Starting at the line that contains "oven door in", print every remaining line of the entries, unchanged, and output nothing more.

[Records from a point labeling set]

— START —

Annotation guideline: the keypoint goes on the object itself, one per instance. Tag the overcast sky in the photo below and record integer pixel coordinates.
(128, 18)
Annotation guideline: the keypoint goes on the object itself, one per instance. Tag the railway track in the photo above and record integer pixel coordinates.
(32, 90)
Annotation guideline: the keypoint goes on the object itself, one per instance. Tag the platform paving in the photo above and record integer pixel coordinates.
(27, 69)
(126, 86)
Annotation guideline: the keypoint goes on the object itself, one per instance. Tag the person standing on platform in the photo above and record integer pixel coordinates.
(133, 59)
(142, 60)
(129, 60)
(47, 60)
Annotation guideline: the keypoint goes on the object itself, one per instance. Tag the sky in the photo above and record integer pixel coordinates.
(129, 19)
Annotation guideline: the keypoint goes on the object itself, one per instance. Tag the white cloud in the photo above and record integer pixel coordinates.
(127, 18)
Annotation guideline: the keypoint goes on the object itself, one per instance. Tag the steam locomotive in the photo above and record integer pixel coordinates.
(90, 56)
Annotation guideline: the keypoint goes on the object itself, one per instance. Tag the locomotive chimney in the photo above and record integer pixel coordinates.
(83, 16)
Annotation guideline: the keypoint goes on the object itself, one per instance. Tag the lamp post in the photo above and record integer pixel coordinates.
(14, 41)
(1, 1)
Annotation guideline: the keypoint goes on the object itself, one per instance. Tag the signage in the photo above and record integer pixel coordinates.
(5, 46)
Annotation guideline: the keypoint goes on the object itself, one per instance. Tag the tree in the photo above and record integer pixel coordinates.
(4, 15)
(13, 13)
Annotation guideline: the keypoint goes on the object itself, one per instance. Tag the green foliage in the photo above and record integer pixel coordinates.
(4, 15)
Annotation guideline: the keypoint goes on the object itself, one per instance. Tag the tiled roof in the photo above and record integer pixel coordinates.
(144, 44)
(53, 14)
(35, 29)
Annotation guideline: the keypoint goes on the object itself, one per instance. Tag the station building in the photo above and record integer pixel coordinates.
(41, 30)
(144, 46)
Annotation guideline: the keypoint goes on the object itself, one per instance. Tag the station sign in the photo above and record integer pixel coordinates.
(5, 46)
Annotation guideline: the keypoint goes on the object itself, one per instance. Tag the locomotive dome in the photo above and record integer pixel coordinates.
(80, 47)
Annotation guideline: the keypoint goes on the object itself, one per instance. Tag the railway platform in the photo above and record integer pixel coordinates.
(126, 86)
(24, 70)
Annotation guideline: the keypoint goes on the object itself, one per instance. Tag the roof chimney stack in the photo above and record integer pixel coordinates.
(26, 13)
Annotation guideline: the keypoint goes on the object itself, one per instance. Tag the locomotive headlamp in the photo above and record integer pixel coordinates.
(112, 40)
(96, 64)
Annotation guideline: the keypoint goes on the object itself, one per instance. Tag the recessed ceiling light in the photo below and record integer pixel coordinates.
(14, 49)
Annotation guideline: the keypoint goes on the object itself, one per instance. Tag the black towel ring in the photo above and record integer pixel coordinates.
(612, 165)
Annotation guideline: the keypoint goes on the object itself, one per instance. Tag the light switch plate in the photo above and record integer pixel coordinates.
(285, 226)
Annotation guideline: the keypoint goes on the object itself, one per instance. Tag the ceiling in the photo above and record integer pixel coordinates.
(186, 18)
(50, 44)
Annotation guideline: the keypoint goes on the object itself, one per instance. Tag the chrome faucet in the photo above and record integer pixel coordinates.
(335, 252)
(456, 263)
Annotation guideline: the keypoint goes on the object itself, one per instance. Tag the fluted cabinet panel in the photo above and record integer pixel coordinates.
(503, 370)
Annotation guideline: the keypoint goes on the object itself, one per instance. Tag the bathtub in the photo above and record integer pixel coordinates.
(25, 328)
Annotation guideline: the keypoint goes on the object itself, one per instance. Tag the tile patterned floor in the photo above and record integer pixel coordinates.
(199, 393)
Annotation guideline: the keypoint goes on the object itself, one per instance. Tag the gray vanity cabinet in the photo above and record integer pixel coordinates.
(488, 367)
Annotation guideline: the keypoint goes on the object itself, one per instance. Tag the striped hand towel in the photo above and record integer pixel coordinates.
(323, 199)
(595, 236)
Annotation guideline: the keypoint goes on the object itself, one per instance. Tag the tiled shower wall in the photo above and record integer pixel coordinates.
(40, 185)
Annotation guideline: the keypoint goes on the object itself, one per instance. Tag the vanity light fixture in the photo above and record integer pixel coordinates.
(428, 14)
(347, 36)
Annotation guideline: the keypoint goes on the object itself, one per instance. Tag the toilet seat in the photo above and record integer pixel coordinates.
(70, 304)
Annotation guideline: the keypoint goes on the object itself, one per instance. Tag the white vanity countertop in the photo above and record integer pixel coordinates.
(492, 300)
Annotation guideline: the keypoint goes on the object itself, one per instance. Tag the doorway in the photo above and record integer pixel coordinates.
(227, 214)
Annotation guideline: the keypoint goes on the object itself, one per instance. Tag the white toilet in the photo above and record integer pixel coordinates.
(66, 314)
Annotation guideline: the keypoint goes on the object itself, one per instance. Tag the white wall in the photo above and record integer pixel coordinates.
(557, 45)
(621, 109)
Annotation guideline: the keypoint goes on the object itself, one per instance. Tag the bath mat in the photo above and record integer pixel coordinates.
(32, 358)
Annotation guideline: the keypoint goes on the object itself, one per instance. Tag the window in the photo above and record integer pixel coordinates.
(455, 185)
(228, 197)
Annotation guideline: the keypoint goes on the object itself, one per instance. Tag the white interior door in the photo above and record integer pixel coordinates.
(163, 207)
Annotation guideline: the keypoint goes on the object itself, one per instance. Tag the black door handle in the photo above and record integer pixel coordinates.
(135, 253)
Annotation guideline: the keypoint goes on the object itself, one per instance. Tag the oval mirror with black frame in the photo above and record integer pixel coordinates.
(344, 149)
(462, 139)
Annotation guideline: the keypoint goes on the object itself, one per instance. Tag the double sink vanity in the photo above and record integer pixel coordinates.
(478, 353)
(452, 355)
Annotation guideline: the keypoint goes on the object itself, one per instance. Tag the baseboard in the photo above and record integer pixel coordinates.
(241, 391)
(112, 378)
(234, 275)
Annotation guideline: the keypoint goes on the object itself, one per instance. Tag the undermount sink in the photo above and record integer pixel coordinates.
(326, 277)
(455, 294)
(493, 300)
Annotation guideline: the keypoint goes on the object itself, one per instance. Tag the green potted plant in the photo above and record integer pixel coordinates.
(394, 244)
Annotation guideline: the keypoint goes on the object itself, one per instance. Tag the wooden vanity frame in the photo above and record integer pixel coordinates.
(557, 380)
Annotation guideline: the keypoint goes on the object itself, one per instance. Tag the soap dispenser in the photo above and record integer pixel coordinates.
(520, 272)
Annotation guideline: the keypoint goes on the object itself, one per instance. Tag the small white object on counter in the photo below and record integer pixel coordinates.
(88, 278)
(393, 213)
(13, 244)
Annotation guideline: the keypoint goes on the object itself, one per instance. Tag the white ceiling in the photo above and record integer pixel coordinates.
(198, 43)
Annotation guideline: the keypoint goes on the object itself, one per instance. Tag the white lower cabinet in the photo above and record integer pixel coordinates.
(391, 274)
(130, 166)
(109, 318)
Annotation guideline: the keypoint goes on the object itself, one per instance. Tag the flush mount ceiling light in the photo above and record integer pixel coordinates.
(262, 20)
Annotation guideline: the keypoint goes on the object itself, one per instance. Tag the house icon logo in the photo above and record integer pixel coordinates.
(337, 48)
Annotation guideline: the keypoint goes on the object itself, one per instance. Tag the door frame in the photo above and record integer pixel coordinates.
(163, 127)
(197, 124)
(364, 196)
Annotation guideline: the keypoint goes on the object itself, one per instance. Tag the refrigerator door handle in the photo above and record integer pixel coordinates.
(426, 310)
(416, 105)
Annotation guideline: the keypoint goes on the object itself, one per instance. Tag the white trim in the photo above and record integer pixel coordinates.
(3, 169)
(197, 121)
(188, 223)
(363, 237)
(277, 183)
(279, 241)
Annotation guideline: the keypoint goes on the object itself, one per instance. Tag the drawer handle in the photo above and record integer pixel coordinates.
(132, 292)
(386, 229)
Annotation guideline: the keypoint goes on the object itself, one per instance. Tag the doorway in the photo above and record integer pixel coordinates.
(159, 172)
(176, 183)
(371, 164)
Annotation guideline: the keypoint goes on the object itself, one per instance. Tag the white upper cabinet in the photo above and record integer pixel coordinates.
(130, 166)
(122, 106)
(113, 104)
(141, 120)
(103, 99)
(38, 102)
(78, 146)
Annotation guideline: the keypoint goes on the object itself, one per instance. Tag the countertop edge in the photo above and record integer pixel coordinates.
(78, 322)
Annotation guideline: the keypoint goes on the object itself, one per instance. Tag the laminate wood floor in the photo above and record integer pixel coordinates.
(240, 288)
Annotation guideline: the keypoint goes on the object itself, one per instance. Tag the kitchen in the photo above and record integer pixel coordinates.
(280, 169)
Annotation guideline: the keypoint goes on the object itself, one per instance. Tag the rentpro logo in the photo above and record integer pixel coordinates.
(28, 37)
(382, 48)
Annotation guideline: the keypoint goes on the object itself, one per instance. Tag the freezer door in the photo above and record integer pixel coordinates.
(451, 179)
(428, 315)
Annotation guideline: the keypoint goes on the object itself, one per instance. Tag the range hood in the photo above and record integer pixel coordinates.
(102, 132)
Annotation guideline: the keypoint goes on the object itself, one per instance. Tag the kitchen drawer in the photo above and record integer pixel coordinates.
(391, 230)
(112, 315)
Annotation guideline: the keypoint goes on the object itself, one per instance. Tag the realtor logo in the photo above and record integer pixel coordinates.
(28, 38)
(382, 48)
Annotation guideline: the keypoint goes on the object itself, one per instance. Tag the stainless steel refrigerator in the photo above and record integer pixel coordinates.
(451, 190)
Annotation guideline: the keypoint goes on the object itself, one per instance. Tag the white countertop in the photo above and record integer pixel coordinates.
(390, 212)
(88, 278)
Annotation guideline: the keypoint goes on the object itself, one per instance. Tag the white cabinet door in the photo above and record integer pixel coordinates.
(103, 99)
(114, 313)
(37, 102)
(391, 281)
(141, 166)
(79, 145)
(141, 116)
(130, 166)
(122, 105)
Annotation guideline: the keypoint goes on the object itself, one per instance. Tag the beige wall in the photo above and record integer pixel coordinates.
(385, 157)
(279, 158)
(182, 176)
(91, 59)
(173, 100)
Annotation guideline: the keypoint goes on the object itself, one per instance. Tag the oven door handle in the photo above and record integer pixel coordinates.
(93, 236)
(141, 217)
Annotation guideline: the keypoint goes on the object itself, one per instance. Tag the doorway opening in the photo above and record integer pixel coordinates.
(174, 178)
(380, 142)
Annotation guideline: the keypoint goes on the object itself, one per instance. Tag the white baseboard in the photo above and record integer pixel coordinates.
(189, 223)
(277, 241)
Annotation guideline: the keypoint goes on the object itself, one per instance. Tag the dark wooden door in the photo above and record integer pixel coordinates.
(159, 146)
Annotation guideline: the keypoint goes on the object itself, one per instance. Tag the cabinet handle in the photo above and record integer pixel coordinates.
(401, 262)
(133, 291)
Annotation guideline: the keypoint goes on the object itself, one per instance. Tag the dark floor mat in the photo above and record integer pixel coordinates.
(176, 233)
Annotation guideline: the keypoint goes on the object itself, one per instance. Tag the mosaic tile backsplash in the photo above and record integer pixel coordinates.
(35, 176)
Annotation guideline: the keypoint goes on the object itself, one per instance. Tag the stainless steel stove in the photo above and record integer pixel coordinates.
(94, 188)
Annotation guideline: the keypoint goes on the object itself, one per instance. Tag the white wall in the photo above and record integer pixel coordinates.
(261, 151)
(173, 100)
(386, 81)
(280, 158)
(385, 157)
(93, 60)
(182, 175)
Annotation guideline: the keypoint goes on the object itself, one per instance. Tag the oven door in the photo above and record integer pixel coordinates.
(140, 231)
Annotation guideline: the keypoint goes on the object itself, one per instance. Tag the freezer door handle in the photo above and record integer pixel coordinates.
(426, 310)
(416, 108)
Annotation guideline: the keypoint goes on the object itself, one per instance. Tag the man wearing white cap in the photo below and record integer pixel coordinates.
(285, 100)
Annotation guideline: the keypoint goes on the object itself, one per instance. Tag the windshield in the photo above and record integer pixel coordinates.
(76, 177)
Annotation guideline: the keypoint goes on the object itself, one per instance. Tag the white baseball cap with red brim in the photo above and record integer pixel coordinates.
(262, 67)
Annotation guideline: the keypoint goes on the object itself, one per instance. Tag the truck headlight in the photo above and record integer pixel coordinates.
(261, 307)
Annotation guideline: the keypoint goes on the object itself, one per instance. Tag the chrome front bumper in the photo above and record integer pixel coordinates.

— END —

• _WRITTEN ANSWER_:
Annotation guideline: the keypoint goes on the object itself, one per instance. Tag the oven door in the photo above and record integer pixel coordinates.
(140, 231)
Annotation guideline: the keypoint goes on the object itself, one per instance. Tag the freezer door handle in the photo above and record integer pixel coordinates.
(426, 310)
(416, 108)
Annotation guideline: the keypoint goes on the object itself, one per instance. Tag the man wearing white cap in the photo below and record integer pixel coordinates.
(285, 100)
Annotation guideline: the keypoint goes on the object itself, one per instance. Tag the windshield in the photo above and record integer pixel coordinates.
(76, 177)
Annotation guideline: the keypoint goes on the object itself, one per instance. Tag the white baseball cap with red brim in the photo above and record integer pixel coordinates.
(262, 67)
Annotation guideline: the keypoint goes on the object itself, one per instance. Tag the truck headlight in the photo above and record integer pixel coordinates.
(261, 307)
Annotation guideline: the keypoint goes on the object itself, one per instance. Tag the chrome front bumper in the photo above and record integer pixel coordinates.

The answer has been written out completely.